──────── Record del dataset ────────

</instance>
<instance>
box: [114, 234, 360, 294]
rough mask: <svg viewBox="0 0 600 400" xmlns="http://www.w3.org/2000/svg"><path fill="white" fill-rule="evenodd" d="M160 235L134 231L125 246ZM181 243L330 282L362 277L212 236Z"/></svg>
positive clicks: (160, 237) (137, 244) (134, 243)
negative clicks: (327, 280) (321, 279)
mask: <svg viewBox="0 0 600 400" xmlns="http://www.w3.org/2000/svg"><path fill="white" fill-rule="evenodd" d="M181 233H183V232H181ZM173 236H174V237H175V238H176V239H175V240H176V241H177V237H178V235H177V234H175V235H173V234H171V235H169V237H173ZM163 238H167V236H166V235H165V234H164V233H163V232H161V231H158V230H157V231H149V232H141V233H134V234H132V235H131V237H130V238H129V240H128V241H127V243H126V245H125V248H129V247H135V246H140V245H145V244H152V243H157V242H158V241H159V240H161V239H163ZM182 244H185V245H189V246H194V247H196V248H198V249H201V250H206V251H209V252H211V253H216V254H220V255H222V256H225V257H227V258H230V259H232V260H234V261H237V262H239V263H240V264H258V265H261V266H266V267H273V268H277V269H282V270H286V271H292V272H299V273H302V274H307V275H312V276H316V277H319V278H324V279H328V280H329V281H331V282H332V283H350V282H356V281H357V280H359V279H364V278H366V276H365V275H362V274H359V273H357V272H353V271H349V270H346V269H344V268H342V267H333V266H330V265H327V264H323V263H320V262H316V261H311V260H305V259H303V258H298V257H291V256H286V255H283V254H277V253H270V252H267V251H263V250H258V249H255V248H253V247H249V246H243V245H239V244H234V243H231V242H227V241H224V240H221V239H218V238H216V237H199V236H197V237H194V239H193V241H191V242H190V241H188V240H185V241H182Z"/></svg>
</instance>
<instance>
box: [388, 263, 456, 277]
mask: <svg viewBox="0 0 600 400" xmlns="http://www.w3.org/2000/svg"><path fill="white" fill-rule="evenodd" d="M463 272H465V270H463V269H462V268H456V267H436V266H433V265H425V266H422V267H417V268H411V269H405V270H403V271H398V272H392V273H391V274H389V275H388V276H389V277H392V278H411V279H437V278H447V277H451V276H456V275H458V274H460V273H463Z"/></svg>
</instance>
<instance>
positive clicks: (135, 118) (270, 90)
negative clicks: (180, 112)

────────

Riscrivi tutti i record sostituendo "positive clicks" con "foreground clicks" e lascia invariato tutto il resto.

</instance>
<instance>
box: [114, 234, 360, 294]
rough mask: <svg viewBox="0 0 600 400" xmlns="http://www.w3.org/2000/svg"><path fill="white" fill-rule="evenodd" d="M160 235L134 231L125 246ZM181 243L330 282L362 277L212 236Z"/></svg>
foreground clicks: (160, 237) (137, 244) (134, 243)
negative clicks: (327, 280) (321, 279)
mask: <svg viewBox="0 0 600 400" xmlns="http://www.w3.org/2000/svg"><path fill="white" fill-rule="evenodd" d="M181 233H183V232H181ZM173 236H174V237H175V238H176V239H175V240H176V241H177V237H178V235H177V234H175V235H173V234H171V235H169V237H173ZM163 238H167V236H166V235H165V234H164V233H163V232H161V231H158V230H157V231H149V232H141V233H134V234H132V235H131V237H130V238H129V240H128V241H127V243H126V245H125V248H129V247H135V246H140V245H145V244H152V243H157V242H158V241H159V240H161V239H163ZM182 244H185V245H189V246H194V247H196V248H198V249H201V250H206V251H209V252H211V253H216V254H220V255H222V256H225V257H227V258H230V259H232V260H234V261H237V262H239V263H240V264H258V265H261V266H266V267H273V268H277V269H282V270H286V271H292V272H299V273H302V274H307V275H312V276H316V277H319V278H324V279H328V280H329V281H331V282H332V283H350V282H356V281H357V280H359V279H364V278H366V276H365V275H362V274H359V273H357V272H353V271H349V270H346V269H344V268H342V267H333V266H330V265H327V264H323V263H320V262H316V261H311V260H305V259H303V258H298V257H291V256H286V255H283V254H277V253H270V252H267V251H263V250H258V249H255V248H253V247H249V246H243V245H239V244H234V243H231V242H227V241H224V240H221V239H218V238H216V237H199V236H197V237H194V239H193V241H191V242H190V241H188V240H185V241H182Z"/></svg>
</instance>
<instance>
box: [388, 263, 456, 277]
mask: <svg viewBox="0 0 600 400" xmlns="http://www.w3.org/2000/svg"><path fill="white" fill-rule="evenodd" d="M463 272H465V270H463V269H462V268H456V267H436V266H433V265H425V266H422V267H417V268H411V269H405V270H403V271H398V272H392V273H391V274H389V275H388V276H389V277H392V278H411V279H437V278H447V277H451V276H456V275H458V274H460V273H463Z"/></svg>
</instance>
<instance>
foreground clicks: (135, 118) (270, 90)
negative clicks: (180, 112)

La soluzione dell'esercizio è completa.